位置识别条目:
══════════

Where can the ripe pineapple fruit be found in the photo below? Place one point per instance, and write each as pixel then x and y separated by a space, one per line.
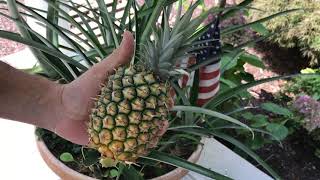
pixel 131 113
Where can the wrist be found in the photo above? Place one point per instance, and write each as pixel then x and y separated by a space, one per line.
pixel 53 107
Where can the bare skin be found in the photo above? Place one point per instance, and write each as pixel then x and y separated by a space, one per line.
pixel 63 109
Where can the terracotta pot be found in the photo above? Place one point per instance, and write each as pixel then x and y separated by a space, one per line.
pixel 66 173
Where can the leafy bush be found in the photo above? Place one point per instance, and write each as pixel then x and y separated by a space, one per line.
pixel 298 29
pixel 305 85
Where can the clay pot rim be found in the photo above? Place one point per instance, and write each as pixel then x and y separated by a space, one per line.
pixel 57 166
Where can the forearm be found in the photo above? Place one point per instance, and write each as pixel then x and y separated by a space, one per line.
pixel 30 99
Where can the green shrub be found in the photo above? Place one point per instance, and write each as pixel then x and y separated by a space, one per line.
pixel 305 85
pixel 299 29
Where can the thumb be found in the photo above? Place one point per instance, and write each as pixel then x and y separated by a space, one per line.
pixel 121 55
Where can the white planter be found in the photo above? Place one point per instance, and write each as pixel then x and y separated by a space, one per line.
pixel 221 159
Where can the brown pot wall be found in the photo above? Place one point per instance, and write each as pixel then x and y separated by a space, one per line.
pixel 66 173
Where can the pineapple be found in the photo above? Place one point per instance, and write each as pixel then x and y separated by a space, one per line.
pixel 132 111
pixel 130 115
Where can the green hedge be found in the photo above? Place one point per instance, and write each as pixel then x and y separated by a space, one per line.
pixel 299 29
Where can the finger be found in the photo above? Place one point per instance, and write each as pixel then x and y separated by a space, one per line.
pixel 99 72
pixel 120 56
pixel 75 131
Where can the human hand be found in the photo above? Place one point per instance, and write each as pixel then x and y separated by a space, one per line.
pixel 76 98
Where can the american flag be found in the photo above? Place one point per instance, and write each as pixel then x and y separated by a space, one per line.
pixel 209 75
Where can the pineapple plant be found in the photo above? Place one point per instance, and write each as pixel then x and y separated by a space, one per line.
pixel 131 114
pixel 132 111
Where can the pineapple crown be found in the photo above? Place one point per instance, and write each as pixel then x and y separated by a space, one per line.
pixel 169 45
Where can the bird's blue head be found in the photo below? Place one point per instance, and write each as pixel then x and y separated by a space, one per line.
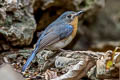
pixel 69 16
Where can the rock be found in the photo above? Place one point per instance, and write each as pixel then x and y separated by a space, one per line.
pixel 8 73
pixel 46 11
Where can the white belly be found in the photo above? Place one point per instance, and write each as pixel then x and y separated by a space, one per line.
pixel 62 43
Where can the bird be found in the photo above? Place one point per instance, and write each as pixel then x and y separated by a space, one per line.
pixel 57 35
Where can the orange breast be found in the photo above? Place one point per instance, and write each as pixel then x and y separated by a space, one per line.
pixel 74 23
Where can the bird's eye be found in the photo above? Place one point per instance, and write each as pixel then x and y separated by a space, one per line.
pixel 69 16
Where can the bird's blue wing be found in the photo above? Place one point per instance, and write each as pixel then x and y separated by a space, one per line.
pixel 50 37
pixel 64 31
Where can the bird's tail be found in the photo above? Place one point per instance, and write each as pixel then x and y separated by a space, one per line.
pixel 29 60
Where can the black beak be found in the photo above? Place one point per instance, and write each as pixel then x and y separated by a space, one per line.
pixel 78 13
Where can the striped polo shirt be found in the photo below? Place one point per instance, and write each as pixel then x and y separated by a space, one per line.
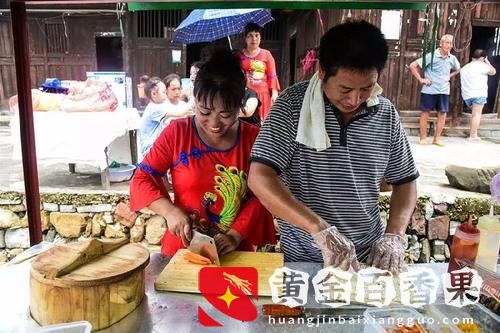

══════════

问题陈述: 把上述全部材料按行排成 Markdown 表格，设“序号”和“行内容”两列，空行不计。图片不要放进表格。

完整答案:
| 序号 | 行内容 |
|---|---|
| 1 | Where can the ripe pineapple fruit be found in the photo below? Place one point per instance, and write each as pixel then x and y separated by a space, one per line. |
| 2 | pixel 131 113 |
| 3 | Where can the wrist be found in the photo above? Place one point per instance, and write each as pixel then x and y separated by a space, one per line. |
| 4 | pixel 53 107 |
| 5 | Where can the bare skin be found in the photo above? Place one point per instance, and write each as pixel then x and y separated by a space, one per line. |
| 6 | pixel 63 109 |
| 7 | Where can the terracotta pot be found in the photo above? Place one point per instance, and write each as pixel then x and y separated by a space, one per line. |
| 8 | pixel 66 173 |
| 9 | Where can the leafy bush be found in the photo above? Place one point per instance, and write each as pixel then x and y separated by a space, one per line. |
| 10 | pixel 298 29 |
| 11 | pixel 305 85 |
| 12 | Where can the clay pot rim be found in the photo above? Place one point per instance, and write each as pixel then x and y separated by a space, one per line. |
| 13 | pixel 57 166 |
| 14 | Where can the forearm be found in the photo above? Place one point per instance, and write each as pixel then x and y separated by a space, one per line. |
| 15 | pixel 30 99 |
| 16 | Where can the green shrub be found in the photo above? Place one point per instance, and write each as pixel then x and y separated by a space, one per line. |
| 17 | pixel 305 85 |
| 18 | pixel 299 29 |
| 19 | Where can the thumb be found in the photo above? Place one point per instance, and write each as pixel then x and y separated by a space, one per line. |
| 20 | pixel 121 55 |
| 21 | Where can the white planter be found in the photo above? Place one point per instance, and write each as pixel then x and y separated by a space, one per line. |
| 22 | pixel 221 159 |
| 23 | Where can the brown pot wall be found in the photo above? Place one point per instance, and write each as pixel then x and y separated by a space, one per line. |
| 24 | pixel 66 173 |
| 25 | Where can the pineapple be found in the photo above? Place one point per instance, and write each as pixel then x and y separated by a space, one per line. |
| 26 | pixel 132 111 |
| 27 | pixel 130 115 |
| 28 | Where can the green hedge be found in the photo above? Place one point per instance, and write each as pixel then x and y separated by a space, one per line. |
| 29 | pixel 299 29 |
| 30 | Where can the finger be found in the photo above? Place one point per instance, and write each as pixel then x and y separated by a space, one per line. |
| 31 | pixel 99 72 |
| 32 | pixel 120 56 |
| 33 | pixel 75 131 |
| 34 | Where can the human hand be found in the photo above? Place one point per instance, and write each as pixel then x and y separated by a space, one per line. |
| 35 | pixel 76 98 |
| 36 | Where can the american flag be found in the photo above? Place one point per instance, and write each as pixel then x and y separated by a space, one per line. |
| 37 | pixel 209 75 |
| 38 | Where can the pineapple plant be found in the photo above? Place one point per instance, and write each as pixel then x and y separated by a space, one per line. |
| 39 | pixel 131 114 |
| 40 | pixel 132 111 |
| 41 | Where can the pineapple crown be found in the photo above? Place one point per instance, and write each as pixel then x and y separated by a space, one per line. |
| 42 | pixel 169 45 |
| 43 | Where can the bird's blue head be found in the photo below? Place one point per instance, and write each as pixel then x and y separated by a space, one per line. |
| 44 | pixel 69 16 |
| 45 | Where can the rock be found in the photo above? Place one point per instance, and write each as pixel then x and y separated by a space, one per line. |
| 46 | pixel 8 73 |
| 47 | pixel 46 11 |
| 48 | Where can the white belly be found in the photo above? Place one point per instance, and write each as pixel then x and y separated by a space, one per line. |
| 49 | pixel 62 43 |
| 50 | Where can the bird be found in the photo above? Place one point per instance, and write each as pixel then x and y separated by a space, one per line. |
| 51 | pixel 57 35 |
| 52 | Where can the orange breast be found in the photo above? Place one point per instance, and write each as pixel then x and y separated by a space, one per line. |
| 53 | pixel 74 23 |
| 54 | Where can the bird's eye be found in the photo above? Place one point per instance, and write each as pixel then x and y separated by a space, one per line. |
| 55 | pixel 69 16 |
| 56 | Where can the bird's blue wing be found in the photo above? Place one point per instance, and write each as pixel then x and y separated by a space, one per line. |
| 57 | pixel 50 37 |
| 58 | pixel 64 31 |
| 59 | Where can the bird's tail be found in the photo above? Place one point per instance, and write each as pixel then x and y separated by a space, one per line. |
| 60 | pixel 29 60 |
| 61 | Where can the black beak be found in the photo above? Place one point per instance, and write each as pixel then x and y separated by a space, one per line. |
| 62 | pixel 78 13 |
| 63 | Where can the striped polo shirt be found in the photo below? Place one point per instance, and write each as pixel then x and y separated by a space, one per line. |